Records shown:
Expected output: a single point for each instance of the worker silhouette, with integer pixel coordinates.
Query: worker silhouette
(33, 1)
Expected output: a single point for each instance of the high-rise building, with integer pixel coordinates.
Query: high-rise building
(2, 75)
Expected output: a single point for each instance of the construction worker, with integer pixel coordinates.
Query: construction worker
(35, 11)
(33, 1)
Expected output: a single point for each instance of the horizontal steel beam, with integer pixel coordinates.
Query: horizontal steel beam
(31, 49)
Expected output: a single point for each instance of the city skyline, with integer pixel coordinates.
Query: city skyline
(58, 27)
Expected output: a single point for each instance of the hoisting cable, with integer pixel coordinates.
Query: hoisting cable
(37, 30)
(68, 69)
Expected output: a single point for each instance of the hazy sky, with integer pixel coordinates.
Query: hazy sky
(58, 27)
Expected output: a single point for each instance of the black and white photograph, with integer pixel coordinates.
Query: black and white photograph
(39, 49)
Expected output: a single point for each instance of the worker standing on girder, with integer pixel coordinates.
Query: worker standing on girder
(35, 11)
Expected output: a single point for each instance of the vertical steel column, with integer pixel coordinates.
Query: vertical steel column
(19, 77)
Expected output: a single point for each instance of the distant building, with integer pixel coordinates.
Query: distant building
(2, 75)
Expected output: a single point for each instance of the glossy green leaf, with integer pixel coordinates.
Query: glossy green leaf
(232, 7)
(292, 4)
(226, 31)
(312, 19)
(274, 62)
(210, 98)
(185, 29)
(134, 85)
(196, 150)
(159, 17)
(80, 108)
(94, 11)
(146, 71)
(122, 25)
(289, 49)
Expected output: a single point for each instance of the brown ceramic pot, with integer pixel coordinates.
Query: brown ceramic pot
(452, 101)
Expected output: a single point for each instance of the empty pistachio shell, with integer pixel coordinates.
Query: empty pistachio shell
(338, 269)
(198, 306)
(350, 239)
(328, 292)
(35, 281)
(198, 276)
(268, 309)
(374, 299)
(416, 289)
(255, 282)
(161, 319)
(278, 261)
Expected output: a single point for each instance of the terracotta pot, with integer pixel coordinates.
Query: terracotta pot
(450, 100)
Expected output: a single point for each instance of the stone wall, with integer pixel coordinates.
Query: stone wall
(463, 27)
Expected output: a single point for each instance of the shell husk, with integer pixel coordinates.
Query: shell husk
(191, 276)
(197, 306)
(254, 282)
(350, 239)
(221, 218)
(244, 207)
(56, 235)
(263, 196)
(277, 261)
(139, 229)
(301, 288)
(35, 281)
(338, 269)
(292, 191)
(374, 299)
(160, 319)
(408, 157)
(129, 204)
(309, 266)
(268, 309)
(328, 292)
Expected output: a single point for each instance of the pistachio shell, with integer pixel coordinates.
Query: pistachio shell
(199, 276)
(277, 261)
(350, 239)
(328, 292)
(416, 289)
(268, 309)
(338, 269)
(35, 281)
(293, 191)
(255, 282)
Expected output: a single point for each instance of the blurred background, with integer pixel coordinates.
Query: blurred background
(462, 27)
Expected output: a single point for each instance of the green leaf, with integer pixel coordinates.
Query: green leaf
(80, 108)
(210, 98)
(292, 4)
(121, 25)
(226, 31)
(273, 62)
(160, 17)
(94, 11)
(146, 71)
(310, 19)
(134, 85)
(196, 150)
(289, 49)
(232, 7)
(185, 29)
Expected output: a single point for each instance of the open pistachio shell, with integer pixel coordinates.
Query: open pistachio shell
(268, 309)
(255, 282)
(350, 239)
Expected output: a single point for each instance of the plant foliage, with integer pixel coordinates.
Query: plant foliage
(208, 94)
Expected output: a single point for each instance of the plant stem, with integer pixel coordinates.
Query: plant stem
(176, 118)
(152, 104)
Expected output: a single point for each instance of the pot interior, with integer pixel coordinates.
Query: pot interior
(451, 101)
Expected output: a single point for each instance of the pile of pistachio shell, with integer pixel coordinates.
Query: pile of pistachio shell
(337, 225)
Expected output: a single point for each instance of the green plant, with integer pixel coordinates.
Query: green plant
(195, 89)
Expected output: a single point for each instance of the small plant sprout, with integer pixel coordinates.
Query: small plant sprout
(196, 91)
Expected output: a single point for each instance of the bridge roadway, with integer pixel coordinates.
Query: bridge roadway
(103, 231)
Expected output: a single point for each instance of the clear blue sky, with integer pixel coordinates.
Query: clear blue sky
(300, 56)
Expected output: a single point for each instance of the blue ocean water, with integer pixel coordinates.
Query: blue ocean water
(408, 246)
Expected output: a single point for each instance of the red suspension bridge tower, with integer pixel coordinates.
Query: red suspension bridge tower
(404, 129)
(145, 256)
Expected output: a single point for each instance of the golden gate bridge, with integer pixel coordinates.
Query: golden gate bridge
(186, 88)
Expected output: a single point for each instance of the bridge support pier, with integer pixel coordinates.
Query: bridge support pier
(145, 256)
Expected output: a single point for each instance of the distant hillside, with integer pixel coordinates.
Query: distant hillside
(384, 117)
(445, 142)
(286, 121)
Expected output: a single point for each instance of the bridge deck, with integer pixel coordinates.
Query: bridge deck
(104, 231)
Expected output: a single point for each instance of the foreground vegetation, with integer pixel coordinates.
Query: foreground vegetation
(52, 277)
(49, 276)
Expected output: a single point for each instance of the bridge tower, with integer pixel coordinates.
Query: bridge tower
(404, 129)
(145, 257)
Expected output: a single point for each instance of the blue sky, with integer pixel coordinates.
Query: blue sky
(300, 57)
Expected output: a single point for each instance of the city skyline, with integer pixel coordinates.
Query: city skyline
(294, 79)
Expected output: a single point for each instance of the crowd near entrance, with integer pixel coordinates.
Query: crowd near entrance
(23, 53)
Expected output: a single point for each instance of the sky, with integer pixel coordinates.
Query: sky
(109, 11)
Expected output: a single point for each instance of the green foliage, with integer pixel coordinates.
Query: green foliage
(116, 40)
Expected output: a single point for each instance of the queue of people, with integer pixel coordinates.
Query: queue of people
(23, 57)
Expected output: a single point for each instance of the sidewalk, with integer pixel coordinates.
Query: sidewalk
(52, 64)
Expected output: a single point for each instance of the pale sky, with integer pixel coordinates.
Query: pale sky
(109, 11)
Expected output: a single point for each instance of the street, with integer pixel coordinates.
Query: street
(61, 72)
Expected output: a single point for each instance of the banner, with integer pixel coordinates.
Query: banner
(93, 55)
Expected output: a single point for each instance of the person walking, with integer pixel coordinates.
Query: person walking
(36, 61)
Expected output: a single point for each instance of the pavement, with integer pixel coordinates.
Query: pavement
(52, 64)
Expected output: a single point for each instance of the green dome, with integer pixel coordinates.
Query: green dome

What you have to do: Give every line of the entries above as a numbered list, skipping any blank lines.

Written reply:
1. Expected output: a single point for each instance of the worker silhouette, with integer pixel coordinates.
2. Query: worker silhouette
3. (33, 1)
4. Expected output: a single point for each instance of the high-rise building, with integer pixel coordinates.
5. Query: high-rise building
6. (2, 75)
7. Expected output: a single point for each instance of the construction worker, with integer pixel coordinates.
8. Query: construction worker
9. (35, 11)
10. (33, 1)
11. Expected output: a single point for each instance of the horizontal steel beam, with integer pixel coordinates.
12. Query: horizontal steel beam
13. (31, 49)
14. Expected output: a single point for each instance of the city skyline, with integer pixel coordinates.
15. Query: city skyline
16. (58, 27)
17. Expected output: a single point for each instance of the hoisting cable, with integer pixel coordinates.
18. Query: hoisting cable
19. (37, 30)
20. (68, 69)
21. Expected output: a single point for each instance of the hazy sky, with integer pixel coordinates.
22. Query: hazy sky
23. (58, 27)
24. Expected output: a single point for each instance of the black and white photograph, with integer pixel coordinates.
25. Query: black and white photograph
26. (39, 49)
27. Expected output: a single point for each instance of the worker standing on girder, with integer pixel coordinates.
28. Query: worker standing on girder
29. (35, 11)
30. Expected output: a single point for each instance of the vertical steel column, with integer pixel coordinates.
31. Query: vertical steel column
32. (19, 77)
33. Expected output: a single point for each instance of the distant building, with integer pixel coordinates.
34. Query: distant building
35. (2, 75)
36. Expected output: a single point for each instance of the glossy green leaf, with integer pixel coordinates.
37. Query: glossy green leaf
38. (232, 7)
39. (292, 4)
40. (226, 31)
41. (312, 19)
42. (274, 62)
43. (210, 98)
44. (185, 29)
45. (134, 85)
46. (196, 150)
47. (159, 17)
48. (80, 108)
49. (94, 11)
50. (146, 71)
51. (122, 25)
52. (289, 49)
53. Expected output: a single point for each instance of the brown ceramic pot, with integer pixel coordinates.
54. Query: brown ceramic pot
55. (452, 101)
56. Expected output: a single point for each instance of the empty pistachio shell, with integer pixel coordinates.
57. Query: empty pistachio shell
58. (338, 269)
59. (198, 306)
60. (350, 239)
61. (328, 292)
62. (35, 281)
63. (198, 276)
64. (268, 309)
65. (374, 299)
66. (416, 289)
67. (255, 282)
68. (161, 319)
69. (278, 261)
70. Expected output: a single point for each instance of the terracotta pot, with integer pixel coordinates.
71. Query: terracotta pot
72. (450, 100)
73. Expected output: a single point for each instance of the stone wall, with integer pixel coordinates.
74. Query: stone wall
75. (463, 27)
76. Expected output: a single point for each instance of the shell husk, with integer pixel coordinates.
77. Query: shell husk
78. (191, 276)
79. (197, 306)
80. (254, 282)
81. (350, 239)
82. (221, 218)
83. (244, 207)
84. (56, 235)
85. (263, 196)
86. (277, 261)
87. (139, 229)
88. (301, 288)
89. (35, 281)
90. (338, 269)
91. (292, 191)
92. (374, 299)
93. (160, 319)
94. (408, 157)
95. (129, 204)
96. (309, 266)
97. (268, 309)
98. (328, 292)
99. Expected output: a single point for each instance of the pistachio shell, with integer pixel coordinates.
100. Query: pistachio shell
101. (199, 276)
102. (277, 261)
103. (350, 239)
104. (328, 292)
105. (416, 289)
106. (268, 309)
107. (338, 269)
108. (35, 281)
109. (293, 191)
110. (255, 282)
111. Expected output: a single point for each instance of the blurred background, with integer pixel coordinates.
112. Query: blurred background
113. (462, 27)
114. Expected output: a single point for each instance of the green leaf, with integer pixel coordinates.
115. Query: green leaf
116. (80, 108)
117. (210, 98)
118. (292, 4)
119. (121, 25)
120. (226, 31)
121. (273, 62)
122. (160, 17)
123. (94, 11)
124. (146, 71)
125. (310, 19)
126. (134, 85)
127. (196, 150)
128. (289, 49)
129. (232, 7)
130. (185, 29)
131. Expected output: a single point for each instance of the open pistachio shell, with integer pixel coordinates.
132. Query: open pistachio shell
133. (268, 309)
134. (255, 282)
135. (350, 239)
136. Expected output: a single point for each instance of the plant foliage, with integer pixel coordinates.
137. Query: plant foliage
138. (208, 94)
139. Expected output: a single point for each instance of the plant stem, with integer pixel coordinates.
140. Query: plant stem
141. (176, 118)
142. (152, 104)
143. Expected output: a single point for each instance of the pot interior, with integer pixel coordinates.
144. Query: pot interior
145. (451, 101)
146. Expected output: a single point for each instance of the pile of pistachio shell, with integer pixel coordinates.
147. Query: pile of pistachio shell
148. (337, 225)
149. Expected output: a single point for each instance of the green plant, with integer pixel coordinates.
150. Query: green plant
151. (195, 89)
152. Expected output: a single point for each instance of the small plant sprout, with integer pixel coordinates.
153. Query: small plant sprout
154. (196, 91)
155. Expected output: a single point for each instance of the bridge roadway, with integer pixel coordinates.
156. Query: bridge roadway
157. (103, 231)
158. Expected output: a single point for each instance of the clear blue sky, with integer pixel coordinates.
159. Query: clear blue sky
160. (300, 56)
161. Expected output: a single point for each instance of the blue ocean water, with integer pixel coordinates.
162. Query: blue ocean water
163. (408, 246)
164. Expected output: a single point for each instance of the red suspension bridge tower, with integer pixel coordinates.
165. Query: red suspension bridge tower
166. (404, 129)
167. (145, 256)
168. Expected output: a single point for each instance of the golden gate bridge, with integer pixel coordinates.
169. Query: golden gate bridge
170. (186, 88)
171. Expected output: a single point for each instance of the bridge support pier, with integer pixel coordinates.
172. Query: bridge support pier
173. (145, 256)
174. Expected output: a single point for each instance of the distant hillside, with integer pixel coordinates.
175. Query: distant hillside
176. (384, 117)
177. (445, 142)
178. (286, 121)
179. Expected output: a single point for each instance of the bridge deck, with integer pixel coordinates.
180. Query: bridge deck
181. (104, 231)
182. Expected output: a single point for each instance of the foreground vegetation, with integer pixel coordinates.
183. Query: foreground vegetation
184. (52, 277)
185. (49, 276)
186. Expected output: a single point for each instance of the bridge tower, with integer pixel coordinates.
187. Query: bridge tower
188. (404, 129)
189. (145, 257)
190. Expected output: a single point for each instance of the blue sky, with integer pixel coordinates.
191. Query: blue sky
192. (300, 57)
193. Expected output: a single point for each instance of the city skyline, with integer pixel coordinates.
194. Query: city skyline
195. (294, 79)
196. Expected output: a single point for each instance of the crowd near entrance, with integer pixel coordinates.
197. Query: crowd near entrance
198. (23, 53)
199. Expected output: a single point for each instance of the sky, with integer pixel coordinates.
200. Query: sky
201. (109, 11)
202. Expected output: a single point for each instance of the green foliage, with integer pixel coordinates.
203. Query: green foliage
204. (116, 40)
205. Expected output: a single point for each instance of the queue of people, with integer pixel coordinates.
206. Query: queue of people
207. (23, 57)
208. Expected output: a single point for each instance of the sidewalk, with integer pixel coordinates.
209. Query: sidewalk
210. (52, 64)
211. Expected output: a single point for each instance of the pale sky, with integer pixel coordinates.
212. Query: pale sky
213. (109, 11)
214. Expected output: a single point for each instance of the street, with integer pixel coordinates.
215. Query: street
216. (61, 72)
217. Expected output: a single point for each instance of the banner, with integer pixel coordinates.
218. Query: banner
219. (93, 55)
220. Expected output: a single point for each instance of the person walking, with integer pixel coordinates.
221. Query: person walking
222. (36, 61)
223. Expected output: a single point for each instance of the pavement, with integer pixel coordinates.
224. Query: pavement
225. (52, 64)
226. Expected output: a single point for each instance of the green dome, with integer pixel coordinates.
227. Query: green dome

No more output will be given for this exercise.